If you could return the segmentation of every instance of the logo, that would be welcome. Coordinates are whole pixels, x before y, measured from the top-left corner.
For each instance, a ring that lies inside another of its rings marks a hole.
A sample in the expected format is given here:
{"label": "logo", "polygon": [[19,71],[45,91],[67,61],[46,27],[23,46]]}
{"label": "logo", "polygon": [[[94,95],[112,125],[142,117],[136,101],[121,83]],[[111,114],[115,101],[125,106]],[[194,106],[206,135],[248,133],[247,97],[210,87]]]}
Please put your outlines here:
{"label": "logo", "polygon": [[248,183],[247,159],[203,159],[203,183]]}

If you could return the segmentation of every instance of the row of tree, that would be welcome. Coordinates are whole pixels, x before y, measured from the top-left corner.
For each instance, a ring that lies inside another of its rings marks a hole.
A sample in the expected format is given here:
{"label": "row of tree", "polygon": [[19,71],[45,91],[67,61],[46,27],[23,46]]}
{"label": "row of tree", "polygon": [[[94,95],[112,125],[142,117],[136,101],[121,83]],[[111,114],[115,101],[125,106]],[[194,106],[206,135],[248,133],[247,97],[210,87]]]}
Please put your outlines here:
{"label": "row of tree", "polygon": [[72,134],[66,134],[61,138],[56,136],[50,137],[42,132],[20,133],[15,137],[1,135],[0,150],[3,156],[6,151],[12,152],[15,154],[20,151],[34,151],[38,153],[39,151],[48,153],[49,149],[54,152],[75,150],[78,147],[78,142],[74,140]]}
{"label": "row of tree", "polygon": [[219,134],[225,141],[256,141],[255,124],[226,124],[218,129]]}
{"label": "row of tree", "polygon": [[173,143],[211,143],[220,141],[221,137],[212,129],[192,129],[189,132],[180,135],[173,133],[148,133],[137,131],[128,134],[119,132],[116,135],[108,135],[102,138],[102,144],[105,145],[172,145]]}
▬▬▬
- Task statement: Quote all the records exactly, please, leaving none out.

- Answer to the exercise:
If you could return the segmentation of every instance of the logo, that would be welcome. Coordinates are whole pixels, x before y, measured from the top-left corner.
For each instance, a ring that lies inside another of its rings marks a hole.
A sample in the expected format is given here:
{"label": "logo", "polygon": [[19,71],[45,91],[67,61],[46,27],[23,46]]}
{"label": "logo", "polygon": [[[94,95],[112,125],[142,117],[136,101],[121,83]],[[111,114],[115,101],[125,106]],[[194,106],[206,135],[248,133],[247,97],[210,87]]]}
Please put your outlines here:
{"label": "logo", "polygon": [[248,183],[247,159],[203,159],[203,183]]}

If you could return the segmentation of every instance of the row of tree, that would be welcome. Coordinates are whole pixels, x before y, measured from the top-left corner.
For each instance, a ring that lies inside another of its rings marks a hole.
A sample in the expected format is given here:
{"label": "row of tree", "polygon": [[19,71],[45,91],[67,61],[46,27],[23,46]]}
{"label": "row of tree", "polygon": [[[94,95],[112,125],[142,117],[136,101],[121,83]],[[111,114],[115,101],[125,106]],[[194,106],[206,135],[248,133],[247,97],[210,87]]]}
Please put your outlines here:
{"label": "row of tree", "polygon": [[72,134],[66,134],[61,138],[56,136],[50,137],[42,132],[20,133],[15,137],[1,135],[0,150],[3,156],[6,151],[12,152],[15,154],[20,151],[34,151],[38,153],[39,151],[48,153],[49,149],[54,152],[75,150],[78,147],[78,142],[74,140]]}
{"label": "row of tree", "polygon": [[219,134],[225,141],[256,141],[255,124],[226,124],[218,129]]}
{"label": "row of tree", "polygon": [[173,143],[211,143],[220,141],[221,137],[212,129],[192,129],[189,132],[180,135],[173,133],[148,133],[137,131],[128,134],[119,132],[116,135],[108,135],[102,138],[102,144],[105,145],[172,145]]}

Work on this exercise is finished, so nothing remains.